___ TESTO FORNITO

Un’attenzione resa possibile con l’opera degli ortopedici prof. Fusari e del
prof. Francesco Pollono, e delle fisioterapiste, che avevano a disposizione
nuovi impianti per le cure idrofisioterapiche, costruiti secondo i più
aggiornati criteri terapeutici.
La vita ad internato
comprendeva l’educazione morale e spirituale dei fanciulli, impartita dai
fratelli delle Scuole Cristiane, rivestendo un ruolo direttivo del Collegio ed
esercitando un apostolato di servizio; come pure l’istruzione che veniva
garantita dai docenti statali per quanto riguarda le scuole primarie,
l’avviamento commerciale e tecnico-professionale. Una toccante testimonianza è
data dalla prof.ssa Luisa Guidobono Cavalchini, che al collegio torinese ha
dedicato gran parte della sua carriera professionale come insegnante di
francese e inglese. «I mutilatini – ricorda l’ormai ottuagenaria
insegnante – erano molto bravi anche nelle discipline sportive e facevano cose
che nessuno avrebbe mai immaginato. Nelle partite di calcio spesso disputavano
con altre scuole e quasi sempre vincevano poiché erano molto affiatati. Il
ricordo di quegli anni per me è ancora vivo. È sempre un grande piacere incontrare
quei giovani: io li chiamo sempre ragazzi, anche se ormai molti sono diventati
nonni. Sento un profondo affetto per loro, che con il passare del tempo è
aumentato…». Ma l’autrice non manca di riportare anche qualche
testimonianza di ex allievi, come quella “toccante” di Mario Bianco (classe
1946), colpito dalla poliomielite agli arti inferiori all’età di otto mesi.

______
___ DATI ESTRATTI

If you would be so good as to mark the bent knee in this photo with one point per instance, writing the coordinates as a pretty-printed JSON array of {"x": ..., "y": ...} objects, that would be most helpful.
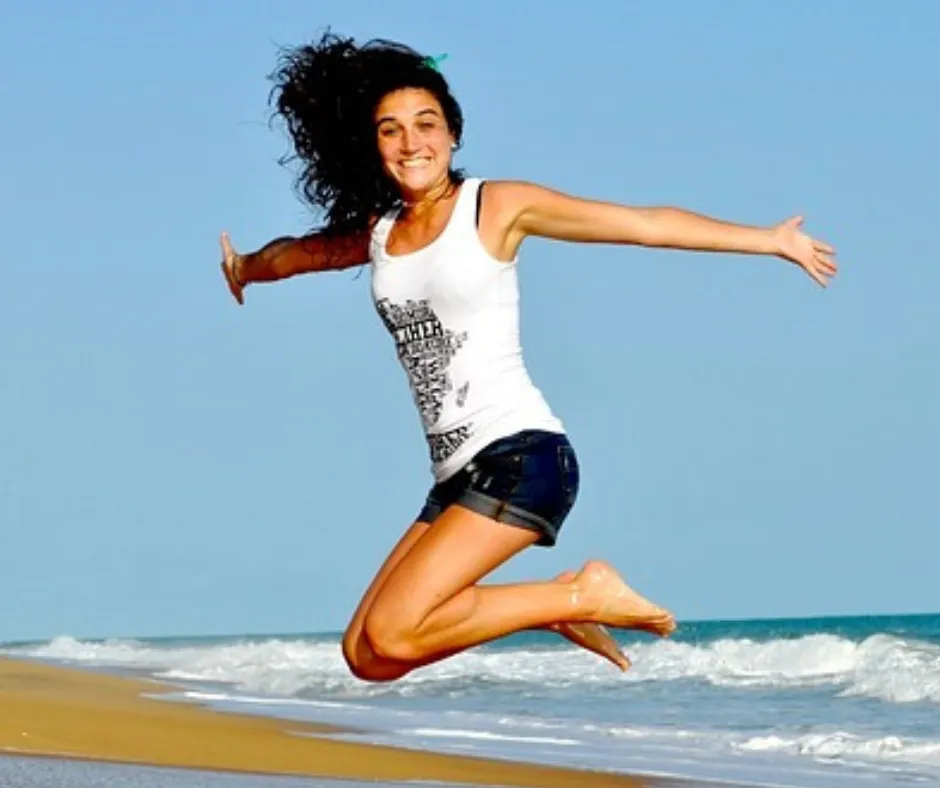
[
  {"x": 365, "y": 664},
  {"x": 390, "y": 638}
]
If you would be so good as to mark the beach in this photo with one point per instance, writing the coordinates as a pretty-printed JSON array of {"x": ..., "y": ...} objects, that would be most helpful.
[
  {"x": 820, "y": 703},
  {"x": 84, "y": 715}
]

______

§ CONSEGNA: Prosegui il testo sul collegio torinese dei mutilatini, partendo subito dopo la sua ultima frase.

§ RISPOSTA:
Lungo e ricco il suo percorso prima di arrivare negli istituti della Fondazione
Don Gnocchi, non privo di parentesi negative come le difficoltà per via
dell’handicap motorio. Ma con l’ingresso nel collegio torinese nel 1957 per
frequentare i tre anni di Avviamento Commerciale il suo adattamento è stato più
“lineare” e l’esperienza più piacevole. «In
questi primi tre anni – è quanto riporta l’autrice dalla
testimonianza di Bianco –sono stato seguito in maniera
eccezionale dal punto di vista fisioterapico… Sono grato per quel che è stato
fatto per me che mi ha permesso di camminare con i tutori, ma senza bastoni…
Vivevamo in un ambiente in cui ognuno aveva un problema ma non avevamo tempo di
piangerci addosso; tra di noi c’era un buon clima, un’amicizia che non guardava
in faccia i nostri problemi individuali o i diversi studi che ognuno di noi
seguiva».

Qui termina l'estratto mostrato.